→ Data extract:
-------------------------

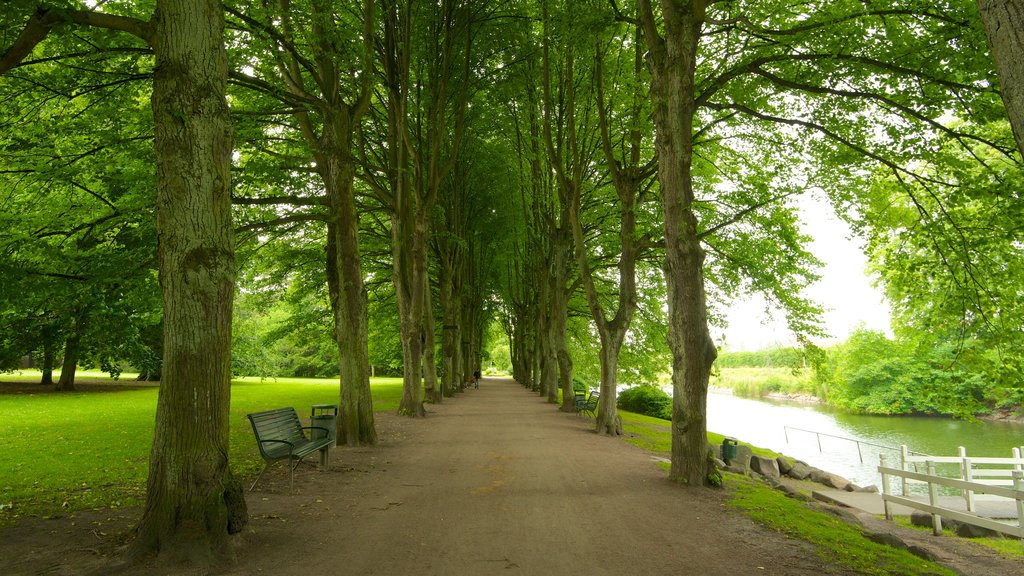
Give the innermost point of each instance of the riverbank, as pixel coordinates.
(798, 385)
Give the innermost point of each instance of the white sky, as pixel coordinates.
(844, 290)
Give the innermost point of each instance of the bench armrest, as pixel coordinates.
(290, 445)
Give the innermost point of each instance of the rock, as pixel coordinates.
(790, 492)
(924, 552)
(828, 479)
(716, 450)
(845, 515)
(919, 518)
(800, 470)
(784, 464)
(742, 459)
(888, 539)
(965, 530)
(767, 467)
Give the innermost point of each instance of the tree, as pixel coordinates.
(630, 173)
(312, 81)
(426, 56)
(1004, 22)
(192, 500)
(835, 73)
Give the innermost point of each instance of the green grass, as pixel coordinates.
(835, 540)
(757, 382)
(1005, 545)
(652, 435)
(68, 451)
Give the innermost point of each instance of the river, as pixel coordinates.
(765, 423)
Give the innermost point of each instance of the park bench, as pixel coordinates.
(589, 406)
(280, 437)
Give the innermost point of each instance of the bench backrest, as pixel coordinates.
(280, 423)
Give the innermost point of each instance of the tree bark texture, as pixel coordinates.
(70, 363)
(1004, 22)
(49, 358)
(673, 64)
(189, 489)
(348, 297)
(430, 384)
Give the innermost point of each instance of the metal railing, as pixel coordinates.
(860, 454)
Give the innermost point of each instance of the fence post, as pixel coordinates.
(1019, 486)
(933, 498)
(967, 476)
(903, 453)
(885, 487)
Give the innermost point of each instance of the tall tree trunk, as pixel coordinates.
(1004, 22)
(673, 63)
(193, 502)
(608, 421)
(450, 331)
(49, 357)
(433, 391)
(348, 297)
(70, 363)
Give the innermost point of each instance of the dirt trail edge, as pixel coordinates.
(496, 481)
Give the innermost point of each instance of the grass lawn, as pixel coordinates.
(69, 451)
(756, 382)
(835, 540)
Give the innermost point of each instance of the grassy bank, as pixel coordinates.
(69, 451)
(835, 540)
(757, 382)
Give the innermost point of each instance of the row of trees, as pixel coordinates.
(623, 150)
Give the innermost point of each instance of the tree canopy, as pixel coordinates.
(382, 183)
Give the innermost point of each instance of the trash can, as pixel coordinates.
(325, 415)
(729, 449)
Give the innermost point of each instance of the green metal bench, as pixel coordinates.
(280, 437)
(589, 406)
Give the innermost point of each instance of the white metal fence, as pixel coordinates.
(999, 478)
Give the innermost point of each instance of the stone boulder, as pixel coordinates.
(828, 479)
(767, 467)
(742, 459)
(871, 489)
(784, 465)
(919, 518)
(965, 530)
(800, 470)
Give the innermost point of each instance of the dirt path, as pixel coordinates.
(498, 482)
(493, 482)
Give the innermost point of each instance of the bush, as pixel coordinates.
(647, 400)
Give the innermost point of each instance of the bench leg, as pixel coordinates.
(253, 487)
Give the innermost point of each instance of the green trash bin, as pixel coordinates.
(325, 415)
(729, 449)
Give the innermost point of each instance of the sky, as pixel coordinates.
(845, 290)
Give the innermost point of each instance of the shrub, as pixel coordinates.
(647, 400)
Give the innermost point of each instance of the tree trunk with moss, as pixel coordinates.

-------------------------

→ Set exercise:
Can you rewrite the entries from the line containing "Give the innermost point of each instance of the bush, as" through the last entry, replacing "pixel coordinates" with "image coordinates" and changing nothing else? Give only those lines.

→ Task output:
Give the innermost point of each instance of the bush, as image coordinates.
(647, 400)
Give the innermost point of each instance of the bench leg, as image coordinates.
(253, 487)
Give the innermost point of each instance of the green trash bin, as image coordinates.
(325, 415)
(729, 449)
Give the innermost point of each instance of the sky, as image coordinates.
(845, 290)
Give the innermost point of each instance of the shrub, as image coordinates.
(647, 400)
Give the innermost point of each instance of the tree trunk with moss, as image coordinates.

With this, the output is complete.